- _Exercise instructions_: Repeat the entries. Each one must match exactly.

- _Information supplied_:
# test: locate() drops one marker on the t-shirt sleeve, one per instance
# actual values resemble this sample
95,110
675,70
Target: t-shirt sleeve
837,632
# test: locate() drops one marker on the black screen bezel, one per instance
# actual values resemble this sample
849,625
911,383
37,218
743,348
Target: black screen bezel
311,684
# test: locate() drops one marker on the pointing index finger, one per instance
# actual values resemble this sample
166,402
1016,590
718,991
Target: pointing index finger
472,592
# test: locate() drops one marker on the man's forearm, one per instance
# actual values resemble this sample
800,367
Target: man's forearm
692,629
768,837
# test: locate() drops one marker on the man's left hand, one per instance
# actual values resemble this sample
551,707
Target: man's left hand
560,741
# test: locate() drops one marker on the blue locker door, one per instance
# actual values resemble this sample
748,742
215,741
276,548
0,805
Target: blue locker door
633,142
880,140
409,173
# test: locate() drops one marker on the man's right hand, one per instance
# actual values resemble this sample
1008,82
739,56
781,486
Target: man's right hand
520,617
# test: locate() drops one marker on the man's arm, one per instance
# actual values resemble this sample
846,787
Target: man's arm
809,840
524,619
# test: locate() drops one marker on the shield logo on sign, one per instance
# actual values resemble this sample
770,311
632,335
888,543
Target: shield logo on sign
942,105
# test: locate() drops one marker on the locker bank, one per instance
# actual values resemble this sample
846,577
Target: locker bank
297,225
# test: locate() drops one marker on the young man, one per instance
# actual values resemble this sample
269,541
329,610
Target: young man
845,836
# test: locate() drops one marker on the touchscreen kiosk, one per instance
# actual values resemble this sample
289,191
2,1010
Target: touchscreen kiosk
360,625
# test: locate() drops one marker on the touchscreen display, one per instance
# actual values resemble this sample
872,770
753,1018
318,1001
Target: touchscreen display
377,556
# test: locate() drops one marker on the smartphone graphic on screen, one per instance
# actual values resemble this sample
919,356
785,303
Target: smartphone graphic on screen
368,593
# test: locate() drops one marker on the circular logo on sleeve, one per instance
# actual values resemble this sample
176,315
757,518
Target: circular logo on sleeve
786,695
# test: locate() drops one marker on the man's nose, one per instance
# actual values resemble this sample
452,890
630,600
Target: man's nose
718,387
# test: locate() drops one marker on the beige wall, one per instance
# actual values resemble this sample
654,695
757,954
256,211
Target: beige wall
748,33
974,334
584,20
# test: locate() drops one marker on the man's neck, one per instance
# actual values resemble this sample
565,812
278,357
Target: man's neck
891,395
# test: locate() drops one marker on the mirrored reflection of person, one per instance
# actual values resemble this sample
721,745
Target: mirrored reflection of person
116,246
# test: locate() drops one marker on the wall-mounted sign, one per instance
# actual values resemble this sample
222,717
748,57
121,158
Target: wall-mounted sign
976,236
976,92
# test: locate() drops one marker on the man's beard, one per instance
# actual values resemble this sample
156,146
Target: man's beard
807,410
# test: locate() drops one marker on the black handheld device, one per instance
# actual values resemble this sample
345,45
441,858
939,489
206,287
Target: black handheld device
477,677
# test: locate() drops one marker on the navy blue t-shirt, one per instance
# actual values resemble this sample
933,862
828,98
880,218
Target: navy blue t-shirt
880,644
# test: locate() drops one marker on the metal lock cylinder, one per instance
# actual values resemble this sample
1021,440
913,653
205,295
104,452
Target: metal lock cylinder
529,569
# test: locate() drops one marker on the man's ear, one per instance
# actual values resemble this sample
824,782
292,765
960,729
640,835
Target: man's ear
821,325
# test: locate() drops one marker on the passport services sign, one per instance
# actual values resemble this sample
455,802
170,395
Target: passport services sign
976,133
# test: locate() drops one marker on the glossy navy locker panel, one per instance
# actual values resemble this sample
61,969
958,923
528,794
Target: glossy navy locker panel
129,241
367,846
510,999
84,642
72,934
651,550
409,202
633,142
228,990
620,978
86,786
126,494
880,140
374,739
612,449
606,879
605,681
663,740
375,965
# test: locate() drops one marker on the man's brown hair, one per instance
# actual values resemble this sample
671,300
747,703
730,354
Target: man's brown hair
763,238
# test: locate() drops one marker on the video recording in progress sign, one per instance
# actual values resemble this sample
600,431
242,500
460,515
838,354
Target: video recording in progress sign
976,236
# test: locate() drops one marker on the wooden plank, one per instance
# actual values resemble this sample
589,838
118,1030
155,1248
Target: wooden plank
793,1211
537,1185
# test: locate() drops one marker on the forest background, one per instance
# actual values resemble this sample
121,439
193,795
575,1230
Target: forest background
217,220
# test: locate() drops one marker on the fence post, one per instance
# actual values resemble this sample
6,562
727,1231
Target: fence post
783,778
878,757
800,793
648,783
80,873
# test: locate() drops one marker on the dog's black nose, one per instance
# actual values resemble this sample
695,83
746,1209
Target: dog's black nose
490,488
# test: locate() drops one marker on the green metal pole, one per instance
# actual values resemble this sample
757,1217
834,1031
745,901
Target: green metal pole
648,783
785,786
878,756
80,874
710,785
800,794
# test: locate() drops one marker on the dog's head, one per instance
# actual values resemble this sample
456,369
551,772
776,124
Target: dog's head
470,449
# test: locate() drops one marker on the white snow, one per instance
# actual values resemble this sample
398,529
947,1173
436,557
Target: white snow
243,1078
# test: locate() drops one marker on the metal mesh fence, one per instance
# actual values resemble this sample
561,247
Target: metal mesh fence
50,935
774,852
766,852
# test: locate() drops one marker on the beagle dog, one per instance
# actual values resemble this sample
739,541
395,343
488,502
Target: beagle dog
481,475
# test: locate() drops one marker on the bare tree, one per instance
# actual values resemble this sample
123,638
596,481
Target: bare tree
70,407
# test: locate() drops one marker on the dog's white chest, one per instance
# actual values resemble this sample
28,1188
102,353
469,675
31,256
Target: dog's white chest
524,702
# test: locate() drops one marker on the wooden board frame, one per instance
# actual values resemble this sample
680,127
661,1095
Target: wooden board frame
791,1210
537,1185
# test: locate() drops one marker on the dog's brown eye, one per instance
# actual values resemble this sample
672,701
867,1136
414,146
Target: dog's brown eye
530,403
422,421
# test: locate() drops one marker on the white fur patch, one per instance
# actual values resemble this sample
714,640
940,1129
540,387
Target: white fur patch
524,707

- _Output for this exercise_:
# test: locate() drops one marker on the t-shirt sleeve, one per instance
# actual values resemble this sample
95,110
675,70
Target: t-shirt sleeve
837,632
# test: locate() drops one marker on the black screen bezel, one per instance
# actual values resemble this sample
849,625
911,383
37,218
743,348
Target: black screen bezel
311,684
# test: locate() drops one marker on the pointing index finger, one per instance
# actual values resemble this sample
166,402
1016,590
718,991
Target: pointing index finger
472,592
# test: locate() drops one marker on the man's forearm, one per instance
# actual values resemble this sample
800,367
Target: man's forearm
692,629
768,837
# test: locate() drops one marker on the man's left hand, one per instance
# actual values resemble this sample
551,707
Target: man's left hand
560,741
# test: locate() drops one marker on the blue locker door, one per instance
# actual values resemble this sample
748,742
215,741
276,548
0,805
Target: blue locker door
633,142
880,140
409,173
# test: locate() drops one marker on the man's right hand, one per instance
# actual values resemble this sample
1008,82
739,56
781,486
Target: man's right hand
520,617
# test: locate() drops one marker on the man's arm, one per instance
# actual values resemble this sample
846,787
Target: man's arm
809,840
524,619
# test: locate() drops one marker on the shield logo on sign, one per instance
# actual values resemble this sample
770,311
632,335
888,543
Target: shield logo on sign
942,105
# test: locate() drops one marker on the locker bank, one per instance
# actual values resemble this sample
846,577
Target: locker bank
297,225
# test: locate() drops one marker on the young man, one per instance
# actual values resemble this sample
269,541
329,610
Target: young man
845,836
# test: locate() drops one marker on the touchscreen kiosk, one per instance
# actual values resemble this sample
289,191
2,1010
Target: touchscreen kiosk
360,625
# test: locate() drops one marker on the touchscreen display, one per instance
# actual values resemble this sample
872,770
753,1018
318,1001
Target: touchscreen display
377,556
# test: locate() drops one marker on the smartphone graphic on screen, one per instance
# actual values resemble this sample
919,356
785,303
Target: smartphone graphic on screen
368,593
# test: locate() drops one marker on the circular logo on sleeve, one per instance
# actual values resemble this sample
176,315
757,518
Target: circular logo on sleeve
786,695
# test: locate() drops one marker on the man's nose, one per instance
# actual values resemble this sample
452,890
630,600
Target: man's nose
718,387
# test: locate() drops one marker on the beige wall, one per instance
# actual values resemble this sample
654,695
757,954
256,211
Target: beige wall
748,33
974,334
584,20
# test: locate() drops one marker on the man's neck, one per instance
# actual values resemble this sample
565,812
278,357
Target: man's neck
891,395
# test: locate() drops one marker on the mirrored reflection of person, one per instance
# actual values resemble this sample
721,745
Target: mirrored reflection of person
116,246
# test: locate() drops one marker on the wall-mounted sign, one per instance
# actual values resemble this sample
222,717
748,57
121,158
Target: wall-mounted sign
976,236
976,92
# test: locate() drops one marker on the man's beard, one per instance
# actual values resemble this sample
156,146
Target: man's beard
807,410
# test: locate() drops one marker on the black handheld device, one per instance
# actual values resemble this sample
345,45
441,858
939,489
206,287
Target: black handheld device
477,677
# test: locate() drops one marker on the navy blue t-shirt, one per instance
# actual values resemble this sample
933,862
828,98
880,218
Target: navy blue t-shirt
880,644
# test: locate() drops one marker on the metal lock cylinder, one per instance
# actual values resemble this sample
1021,440
913,653
205,295
104,452
Target: metal lock cylinder
529,569
# test: locate() drops one marker on the man's ear, one per instance
# actual values resemble this sample
824,782
292,765
960,729
640,835
Target: man's ear
821,325
# test: locate() drops one marker on the passport services sign, one per instance
# actual values resemble this sample
455,802
170,395
Target: passport services sign
976,133
# test: locate() drops one marker on the glossy navy locker panel, one per instance
# actual values resemble this sample
61,969
958,923
528,794
Target: glossy navy locker panel
129,241
367,846
510,999
84,642
72,934
651,550
409,202
633,142
228,990
620,978
86,786
126,494
880,140
374,739
612,449
606,879
605,681
663,740
375,965
# test: locate() drops one marker on the man's brown hair, one per instance
# actual values resemble this sample
671,300
747,703
730,354
Target: man's brown hair
763,238
# test: locate() drops one marker on the video recording in progress sign, one per instance
# actual values resemble this sample
600,431
242,500
460,515
838,354
Target: video recording in progress sign
976,236
# test: locate() drops one marker on the wooden plank, one per instance
# actual values resemble this sample
589,838
118,1030
155,1248
Target: wooden plank
793,1211
537,1185
# test: locate() drops one marker on the forest background, one per instance
# actual values resemble this sample
121,439
193,795
575,1230
Target: forest background
217,220
# test: locate() drops one marker on the fence post, one per instance
# actual values resemble this sample
6,562
727,1231
Target: fence post
783,778
878,757
800,793
648,783
80,873
# test: locate() drops one marker on the dog's black nose, one per instance
# actual values resemble this sample
695,83
746,1209
Target: dog's black nose
490,488
# test: locate() drops one marker on the green metal pole, one per instance
# actual values resemble this sample
757,1217
834,1031
745,901
Target: green metal pole
648,783
785,786
878,756
80,874
710,785
800,794
# test: locate() drops one marker on the dog's head, one per instance
# actual values resemble this sample
456,369
551,772
776,124
Target: dog's head
470,449
# test: locate() drops one marker on the white snow, one per instance
# actual values resemble this sample
398,529
947,1173
436,557
Target: white snow
243,1078
# test: locate() drops one marker on the metal mesh fence, one per instance
# actual values resemble this sample
561,247
Target: metal mesh fence
50,935
774,852
766,852
# test: locate() drops one marker on the beagle dog, one per instance
# actual values resemble this sample
739,541
395,343
488,502
Target: beagle dog
481,475
# test: locate() drops one marker on the bare tree, one per instance
# actual values resemble this sample
123,638
596,481
Target: bare tree
70,407
# test: locate() drops one marker on the dog's white chest, one per instance
# actual values resemble this sample
28,1188
102,353
469,675
31,256
Target: dog's white chest
524,702
# test: locate() drops one marker on the wooden board frame, one per instance
# actual values resemble this sample
680,127
661,1095
Target: wooden board frame
791,1210
537,1185
# test: locate() drops one marker on the dog's brown eye, one per instance
# actual values resemble this sample
672,701
867,1136
414,146
Target: dog's brown eye
530,403
422,421
# test: locate() drops one marker on the white fur patch, one per instance
# actual values resemble this sample
714,640
940,1129
540,387
Target: white fur patch
524,707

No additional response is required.